(Dataset excerpts)
---
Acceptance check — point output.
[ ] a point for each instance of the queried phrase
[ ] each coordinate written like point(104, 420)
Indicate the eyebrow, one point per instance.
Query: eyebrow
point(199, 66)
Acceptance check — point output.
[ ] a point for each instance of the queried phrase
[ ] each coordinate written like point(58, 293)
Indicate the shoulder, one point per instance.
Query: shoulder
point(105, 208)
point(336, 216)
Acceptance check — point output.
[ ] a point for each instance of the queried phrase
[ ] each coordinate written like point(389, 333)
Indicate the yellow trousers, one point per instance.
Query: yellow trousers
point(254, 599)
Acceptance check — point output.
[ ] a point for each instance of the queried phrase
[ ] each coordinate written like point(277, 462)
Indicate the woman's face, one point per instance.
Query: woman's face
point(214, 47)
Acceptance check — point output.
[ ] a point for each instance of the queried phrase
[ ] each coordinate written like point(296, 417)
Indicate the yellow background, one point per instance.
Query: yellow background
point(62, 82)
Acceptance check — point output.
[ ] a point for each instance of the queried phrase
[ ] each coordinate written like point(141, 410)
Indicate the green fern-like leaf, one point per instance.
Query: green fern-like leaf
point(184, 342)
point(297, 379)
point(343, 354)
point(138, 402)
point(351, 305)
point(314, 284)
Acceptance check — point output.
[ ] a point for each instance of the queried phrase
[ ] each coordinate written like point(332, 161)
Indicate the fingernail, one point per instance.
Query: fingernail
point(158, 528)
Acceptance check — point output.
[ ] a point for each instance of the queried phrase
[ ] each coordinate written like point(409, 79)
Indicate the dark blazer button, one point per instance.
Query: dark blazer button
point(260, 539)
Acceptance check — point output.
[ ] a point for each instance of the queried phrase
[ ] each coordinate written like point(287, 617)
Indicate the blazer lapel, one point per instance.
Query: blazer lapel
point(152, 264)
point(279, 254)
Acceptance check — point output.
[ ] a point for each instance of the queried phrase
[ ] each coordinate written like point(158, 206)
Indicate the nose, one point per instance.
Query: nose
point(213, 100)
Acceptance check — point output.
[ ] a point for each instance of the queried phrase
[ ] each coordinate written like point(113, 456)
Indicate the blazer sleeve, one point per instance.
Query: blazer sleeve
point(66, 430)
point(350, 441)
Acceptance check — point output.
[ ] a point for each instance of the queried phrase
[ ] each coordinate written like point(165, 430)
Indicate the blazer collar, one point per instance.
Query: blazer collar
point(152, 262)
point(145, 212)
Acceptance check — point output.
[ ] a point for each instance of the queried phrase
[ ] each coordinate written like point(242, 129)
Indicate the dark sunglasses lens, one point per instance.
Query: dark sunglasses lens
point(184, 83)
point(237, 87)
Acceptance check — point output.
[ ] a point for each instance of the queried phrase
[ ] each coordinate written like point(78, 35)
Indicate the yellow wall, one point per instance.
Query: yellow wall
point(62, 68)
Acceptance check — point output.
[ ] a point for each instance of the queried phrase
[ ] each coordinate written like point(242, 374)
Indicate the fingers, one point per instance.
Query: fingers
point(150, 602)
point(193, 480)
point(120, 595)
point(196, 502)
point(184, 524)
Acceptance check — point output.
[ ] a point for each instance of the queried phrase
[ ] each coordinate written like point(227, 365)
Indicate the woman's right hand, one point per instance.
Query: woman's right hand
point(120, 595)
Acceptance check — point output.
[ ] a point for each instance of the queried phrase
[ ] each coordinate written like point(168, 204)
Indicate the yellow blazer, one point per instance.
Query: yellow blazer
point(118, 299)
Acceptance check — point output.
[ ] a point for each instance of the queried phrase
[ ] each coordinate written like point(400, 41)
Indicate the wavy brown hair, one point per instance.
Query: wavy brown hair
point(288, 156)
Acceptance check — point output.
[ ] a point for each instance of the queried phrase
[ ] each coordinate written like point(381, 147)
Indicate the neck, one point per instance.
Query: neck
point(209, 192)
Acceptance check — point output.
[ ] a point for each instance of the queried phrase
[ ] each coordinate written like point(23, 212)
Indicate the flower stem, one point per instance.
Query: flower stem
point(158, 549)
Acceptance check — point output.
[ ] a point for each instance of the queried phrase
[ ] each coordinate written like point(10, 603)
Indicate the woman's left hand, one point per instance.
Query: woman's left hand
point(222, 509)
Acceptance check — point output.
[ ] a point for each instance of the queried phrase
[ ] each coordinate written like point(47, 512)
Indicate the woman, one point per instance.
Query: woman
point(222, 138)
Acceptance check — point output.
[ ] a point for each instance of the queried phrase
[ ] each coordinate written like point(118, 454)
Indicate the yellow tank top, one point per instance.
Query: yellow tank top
---
## Exercise
Could you repeat every record above exactly as it appears?

## Written answer
Acceptance check — point output.
[ ] a point for each instance of the queried phrase
[ ] each coordinate written like point(104, 420)
Indicate the eyebrow, one point per instance.
Query: eyebrow
point(199, 66)
Acceptance check — point output.
[ ] a point for each instance of the queried phrase
[ ] each coordinate written like point(58, 293)
Indicate the shoulder, one point per instance.
Query: shoulder
point(105, 208)
point(336, 216)
Acceptance check — point output.
[ ] a point for each instance of the queried phrase
[ ] each coordinate written like point(389, 333)
Indicate the yellow trousers, one point per instance.
Query: yellow trousers
point(254, 599)
Acceptance check — point output.
[ ] a point for each instance of the queried phrase
[ ] each coordinate written like point(277, 462)
Indicate the woman's face, one point per instance.
Query: woman's face
point(214, 47)
Acceptance check — point output.
[ ] a point for each instance of the queried phrase
[ ] each coordinate written like point(296, 417)
Indicate the yellow background, one point per instance.
Query: yellow background
point(62, 82)
Acceptance check — point output.
[ ] a point for each instance of the queried phrase
[ ] each coordinate written like point(141, 410)
Indicate the green fern-like leaf, one point per instance.
Query: green fern-like leaf
point(184, 342)
point(297, 379)
point(343, 354)
point(138, 402)
point(351, 305)
point(314, 284)
Acceptance check — point output.
[ ] a point for each instance of the queried phrase
[ ] each coordinate written like point(332, 161)
Indicate the fingernail, one point per instance.
Query: fingernail
point(158, 528)
Acceptance check — point output.
[ ] a point for each instance of the queried phrase
[ ] each coordinate written like point(409, 79)
Indicate the dark blazer button, one point per instance.
Query: dark blazer button
point(260, 539)
Acceptance check — point output.
[ ] a point for each instance of the queried phrase
[ ] each coordinate written like point(287, 617)
Indicate the blazer lapel, one point per instance.
Query: blazer lapel
point(152, 264)
point(279, 254)
Acceptance check — point output.
[ ] a point for each instance of the queried phrase
[ ] each coordinate written like point(158, 206)
Indicate the nose, one point per instance.
Query: nose
point(213, 100)
Acceptance check — point output.
[ ] a point for each instance of the queried phrase
[ ] each coordinate written like point(113, 456)
Indicate the blazer sleeve, one point per instance.
Query: blazer sleeve
point(66, 430)
point(350, 441)
Acceptance check — point output.
[ ] a point for each instance of the queried phrase
[ ] each coordinate written like point(165, 430)
Indicate the blazer collar, one point per instance.
Query: blazer collar
point(152, 262)
point(145, 212)
Acceptance check — point output.
[ ] a point for each instance of the queried phrase
[ ] each coordinate written like point(242, 129)
Indicate the dark sunglasses lens, one point per instance.
Query: dark sunglasses lens
point(184, 83)
point(237, 87)
Acceptance check — point output.
[ ] a point for each instance of the queried phrase
[ ] each coordinate written like point(78, 35)
Indicate the yellow wall, one point per instance.
Query: yellow wall
point(62, 68)
Acceptance check — point output.
[ ] a point for each instance of the queried phrase
[ ] each coordinate written like point(242, 374)
Indicate the fingers, one point per instance.
Query: fingers
point(150, 602)
point(193, 480)
point(120, 595)
point(196, 502)
point(184, 524)
Acceptance check — point output.
[ ] a point for each instance of the queried phrase
[ ] each coordinate written like point(227, 365)
Indicate the woman's right hand, one point per instance.
Query: woman's right hand
point(120, 595)
Acceptance check — point output.
[ ] a point for each instance of the queried phrase
[ ] each coordinate written like point(168, 204)
Indicate the yellow blazer, one point per instance.
Query: yellow blazer
point(118, 299)
Acceptance check — point output.
[ ] a point for each instance of the queried phrase
[ ] each coordinate written like point(400, 41)
Indicate the wavy brown hair, one point per instance.
Query: wavy brown hair
point(288, 156)
Acceptance check — point output.
[ ] a point for each instance of the queried phrase
[ ] each coordinate written like point(381, 147)
Indicate the neck, one point per instance.
Query: neck
point(209, 192)
Acceptance check — point output.
[ ] a point for each instance of the queried phrase
[ ] each coordinate written like point(23, 212)
Indicate the flower stem, one point per instance.
Query: flower stem
point(158, 549)
Acceptance check — point output.
[ ] a point for each instance of the queried phrase
[ ] each coordinate written like point(10, 603)
Indicate the woman's left hand, one point per instance.
Query: woman's left hand
point(222, 509)
Acceptance check — point output.
[ ] a point for each instance of the queried phrase
[ ] each coordinate written like point(47, 512)
Indicate the woman, one point per instance.
Query: woman
point(222, 138)
Acceptance check — point output.
[ ] a point for each instance of the queried phrase
[ ] each coordinate written like point(118, 454)
Indicate the yellow tank top, one point per instance.
Query: yellow tank top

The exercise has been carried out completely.